Records contained in a dataset
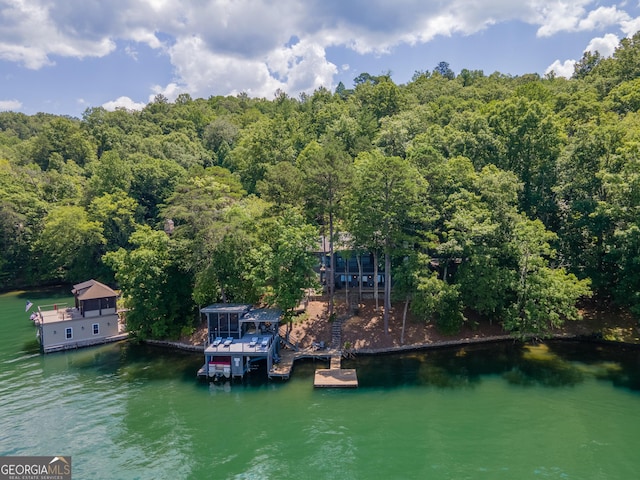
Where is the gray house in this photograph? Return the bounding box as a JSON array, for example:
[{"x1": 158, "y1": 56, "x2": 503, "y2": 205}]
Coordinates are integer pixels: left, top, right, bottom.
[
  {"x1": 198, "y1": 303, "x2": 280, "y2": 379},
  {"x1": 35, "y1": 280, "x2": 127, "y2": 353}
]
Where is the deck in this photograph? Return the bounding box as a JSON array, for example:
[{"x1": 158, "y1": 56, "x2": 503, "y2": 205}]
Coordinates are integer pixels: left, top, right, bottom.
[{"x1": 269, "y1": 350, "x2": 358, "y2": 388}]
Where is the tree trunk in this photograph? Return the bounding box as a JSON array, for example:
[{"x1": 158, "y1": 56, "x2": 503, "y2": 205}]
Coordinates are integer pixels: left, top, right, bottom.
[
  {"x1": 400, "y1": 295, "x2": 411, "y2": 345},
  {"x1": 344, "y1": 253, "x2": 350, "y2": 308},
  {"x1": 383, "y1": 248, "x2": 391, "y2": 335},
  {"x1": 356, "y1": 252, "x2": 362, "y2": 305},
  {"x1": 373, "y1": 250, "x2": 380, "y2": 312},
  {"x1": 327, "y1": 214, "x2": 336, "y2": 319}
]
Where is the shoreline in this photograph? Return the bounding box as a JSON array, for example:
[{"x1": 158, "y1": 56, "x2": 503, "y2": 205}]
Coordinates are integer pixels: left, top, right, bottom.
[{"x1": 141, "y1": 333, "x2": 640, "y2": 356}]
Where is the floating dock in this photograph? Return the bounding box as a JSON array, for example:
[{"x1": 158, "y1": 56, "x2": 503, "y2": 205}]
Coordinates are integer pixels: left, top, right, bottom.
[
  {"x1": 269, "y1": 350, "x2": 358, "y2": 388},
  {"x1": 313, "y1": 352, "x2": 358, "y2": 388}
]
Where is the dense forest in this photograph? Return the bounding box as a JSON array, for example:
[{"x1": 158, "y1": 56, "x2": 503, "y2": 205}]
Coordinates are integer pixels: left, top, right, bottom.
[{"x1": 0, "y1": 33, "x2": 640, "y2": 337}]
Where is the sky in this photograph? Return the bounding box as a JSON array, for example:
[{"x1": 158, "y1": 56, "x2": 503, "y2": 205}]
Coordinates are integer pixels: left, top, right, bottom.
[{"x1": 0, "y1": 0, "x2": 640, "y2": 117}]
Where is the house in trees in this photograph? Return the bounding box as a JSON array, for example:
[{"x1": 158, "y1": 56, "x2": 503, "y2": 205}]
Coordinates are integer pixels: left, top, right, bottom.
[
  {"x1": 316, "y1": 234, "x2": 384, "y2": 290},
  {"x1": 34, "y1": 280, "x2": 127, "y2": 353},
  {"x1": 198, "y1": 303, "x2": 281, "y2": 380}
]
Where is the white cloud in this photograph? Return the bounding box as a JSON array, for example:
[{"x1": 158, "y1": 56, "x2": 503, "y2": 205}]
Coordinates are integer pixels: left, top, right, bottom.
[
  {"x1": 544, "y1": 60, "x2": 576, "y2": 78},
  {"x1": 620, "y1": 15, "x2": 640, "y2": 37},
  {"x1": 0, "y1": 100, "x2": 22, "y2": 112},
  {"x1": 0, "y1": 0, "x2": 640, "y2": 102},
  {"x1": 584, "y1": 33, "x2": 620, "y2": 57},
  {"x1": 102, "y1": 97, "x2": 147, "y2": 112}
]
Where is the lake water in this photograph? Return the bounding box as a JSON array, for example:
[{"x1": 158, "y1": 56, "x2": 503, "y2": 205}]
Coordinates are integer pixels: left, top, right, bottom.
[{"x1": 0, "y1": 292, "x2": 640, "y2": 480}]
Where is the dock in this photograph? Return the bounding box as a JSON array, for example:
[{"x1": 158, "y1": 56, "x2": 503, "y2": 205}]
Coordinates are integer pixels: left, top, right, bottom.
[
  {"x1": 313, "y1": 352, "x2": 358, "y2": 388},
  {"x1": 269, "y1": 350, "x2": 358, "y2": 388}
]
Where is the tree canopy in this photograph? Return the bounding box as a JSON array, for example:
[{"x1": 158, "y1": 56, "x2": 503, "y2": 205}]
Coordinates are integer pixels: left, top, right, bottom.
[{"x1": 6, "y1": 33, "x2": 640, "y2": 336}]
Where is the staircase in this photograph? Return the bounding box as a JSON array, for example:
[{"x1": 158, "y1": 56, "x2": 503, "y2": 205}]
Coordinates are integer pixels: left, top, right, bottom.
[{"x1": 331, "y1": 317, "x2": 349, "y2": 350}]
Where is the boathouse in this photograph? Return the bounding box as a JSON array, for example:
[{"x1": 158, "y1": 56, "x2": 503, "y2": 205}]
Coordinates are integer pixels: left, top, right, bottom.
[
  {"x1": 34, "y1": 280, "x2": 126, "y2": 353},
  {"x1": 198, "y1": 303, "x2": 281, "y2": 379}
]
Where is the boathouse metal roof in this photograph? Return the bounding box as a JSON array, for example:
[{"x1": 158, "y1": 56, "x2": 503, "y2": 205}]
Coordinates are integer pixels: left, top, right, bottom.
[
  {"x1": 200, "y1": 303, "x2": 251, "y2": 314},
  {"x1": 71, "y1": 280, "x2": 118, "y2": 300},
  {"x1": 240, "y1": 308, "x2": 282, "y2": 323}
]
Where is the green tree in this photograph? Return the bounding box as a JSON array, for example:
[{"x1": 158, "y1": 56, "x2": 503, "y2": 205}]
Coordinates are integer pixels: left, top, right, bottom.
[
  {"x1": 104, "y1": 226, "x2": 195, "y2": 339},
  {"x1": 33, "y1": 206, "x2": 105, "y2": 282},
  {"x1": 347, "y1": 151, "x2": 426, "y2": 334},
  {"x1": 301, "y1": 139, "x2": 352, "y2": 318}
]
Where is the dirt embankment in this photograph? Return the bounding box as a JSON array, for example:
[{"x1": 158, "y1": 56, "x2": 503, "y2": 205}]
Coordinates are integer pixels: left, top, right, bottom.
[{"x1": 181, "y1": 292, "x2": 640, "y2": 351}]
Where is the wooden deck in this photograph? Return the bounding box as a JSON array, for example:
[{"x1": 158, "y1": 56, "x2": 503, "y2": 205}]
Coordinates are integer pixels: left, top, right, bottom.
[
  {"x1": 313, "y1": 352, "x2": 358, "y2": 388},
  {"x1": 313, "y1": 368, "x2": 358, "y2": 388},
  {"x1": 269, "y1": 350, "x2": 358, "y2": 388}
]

**WHAT IS EXPECTED**
Edit the material starting at the line that contains "Where is the dirt" and ending at the end of the material, replacing "wooden deck" with "timber deck" and leaving everything else unchanged.

**SOLUTION FOR THIS TASK**
Where is the dirt embankment in this photograph? Return the bounding box as a JSON array, for example:
[{"x1": 158, "y1": 56, "x2": 503, "y2": 205}]
Coordinates are integer pixels: left, top, right, bottom.
[{"x1": 181, "y1": 292, "x2": 640, "y2": 351}]
Where is the timber deck in this photograph? Return the bounding box as a JSON array, for example:
[{"x1": 158, "y1": 56, "x2": 503, "y2": 205}]
Coordinates are integer pixels: left, top, right, bottom.
[
  {"x1": 313, "y1": 352, "x2": 358, "y2": 388},
  {"x1": 313, "y1": 368, "x2": 358, "y2": 388},
  {"x1": 269, "y1": 350, "x2": 358, "y2": 388}
]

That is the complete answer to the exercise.